> [WHAT YOU WILL DO] All lines below are to be output exactly as they stand.

Items from a data source:
────────────────────────────────────────

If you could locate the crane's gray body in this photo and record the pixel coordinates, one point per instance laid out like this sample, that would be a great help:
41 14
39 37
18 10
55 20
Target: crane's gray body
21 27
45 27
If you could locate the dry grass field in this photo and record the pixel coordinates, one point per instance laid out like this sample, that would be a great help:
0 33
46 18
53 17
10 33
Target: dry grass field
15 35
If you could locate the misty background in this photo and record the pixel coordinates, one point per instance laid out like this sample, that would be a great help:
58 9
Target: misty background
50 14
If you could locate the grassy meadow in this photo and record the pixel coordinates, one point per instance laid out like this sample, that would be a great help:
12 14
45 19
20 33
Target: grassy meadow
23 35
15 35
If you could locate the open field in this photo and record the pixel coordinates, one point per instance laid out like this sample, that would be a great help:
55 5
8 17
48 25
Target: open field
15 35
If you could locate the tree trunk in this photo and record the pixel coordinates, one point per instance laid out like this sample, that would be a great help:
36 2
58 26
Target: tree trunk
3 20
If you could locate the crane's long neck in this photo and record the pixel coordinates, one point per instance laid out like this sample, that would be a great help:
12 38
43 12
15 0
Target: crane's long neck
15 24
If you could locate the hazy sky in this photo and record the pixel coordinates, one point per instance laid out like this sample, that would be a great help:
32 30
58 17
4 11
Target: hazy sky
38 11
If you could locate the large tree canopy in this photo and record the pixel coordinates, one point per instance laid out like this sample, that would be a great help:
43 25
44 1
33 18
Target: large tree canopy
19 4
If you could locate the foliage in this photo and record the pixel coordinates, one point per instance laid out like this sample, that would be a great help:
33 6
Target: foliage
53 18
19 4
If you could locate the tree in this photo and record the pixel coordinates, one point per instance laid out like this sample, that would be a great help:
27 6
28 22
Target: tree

────────────────────────────────────────

> [ANSWER FOR THE TASK]
If you could locate the crane's gray body in this photo and record the pixel coordinates, one point per instance laid out like this sample, that would be a great help:
41 14
39 37
18 10
55 20
Target: crane's gray body
21 27
45 27
If you could locate the dry grass field in this photo and record the pixel coordinates, one point per instance laid out like this sample, that would be a great help:
0 33
46 18
53 17
10 33
Target: dry grass field
15 35
If you could locate the misty background in this photo and record the pixel coordinates, one point per instance laid out like this sample, that would be a great help:
58 9
Target: misty background
50 14
If you could locate the grassy meadow in this photo and record the pixel coordinates, one point per instance laid out like this sample, that would be a great help:
12 14
45 19
20 33
Target: grassy meadow
23 35
15 35
If you could locate the open field in this photo and record the pixel coordinates, one point per instance laid out like this sample, that would be a great help:
55 5
8 17
48 25
Target: open field
15 35
If you could locate the tree trunk in this photo and record the pixel coordinates, one point per instance laid out like this sample, that would be a great help:
36 2
58 26
Target: tree trunk
3 20
If you could locate the crane's long neck in this photo and record the pixel coordinates, one point per instance laid out like this sample, that would be a great help:
12 38
43 12
15 0
Target: crane's long neck
15 24
If you could locate the hazy sky in this photo and record the pixel coordinates, one point per instance laid out like this sample, that would be a great help:
32 30
58 17
4 11
Target: hazy sky
38 11
If you could locate the large tree canopy in this photo and record the pixel coordinates, one point per instance laid out like this sample, that would be a great help:
43 25
44 1
33 18
Target: large tree canopy
19 4
If you could locate the foliage in this photo and record the pixel coordinates, one point per instance laid out like this sample, that would be a great help:
33 6
Target: foliage
53 18
19 4
If you could locate the tree in this photo and record the pixel coordinates, one point per instance laid out like this sample, that would be a great help:
27 6
28 22
Target: tree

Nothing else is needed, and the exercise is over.